Records of labeled points
════════════════

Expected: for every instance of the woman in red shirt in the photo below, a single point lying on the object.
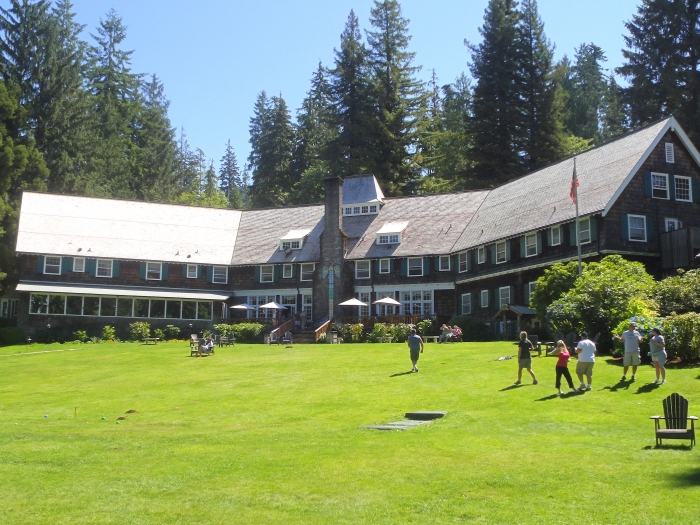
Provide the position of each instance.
(562, 366)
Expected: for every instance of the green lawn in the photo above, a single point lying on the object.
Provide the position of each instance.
(259, 434)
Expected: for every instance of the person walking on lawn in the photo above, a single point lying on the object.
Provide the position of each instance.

════════════════

GIVEN TASK:
Turn the lines of the records above into a numbered list, omitting blank lines and leaving the pictures out.

COMPLETED TASK:
1. Expected: for every instance of the woman in red shirt in the photo below, a single point lying on the object.
2. Provide the position of each instance.
3. (562, 366)
4. Expected: for every instance of the green lawn in the photo above, a single point lying on the object.
5. Provide the position of each instance.
6. (259, 434)
7. Expected: for every instance of the person walking on lawn in the photo above, a single point lying on the object.
8. Provide the position of each instance.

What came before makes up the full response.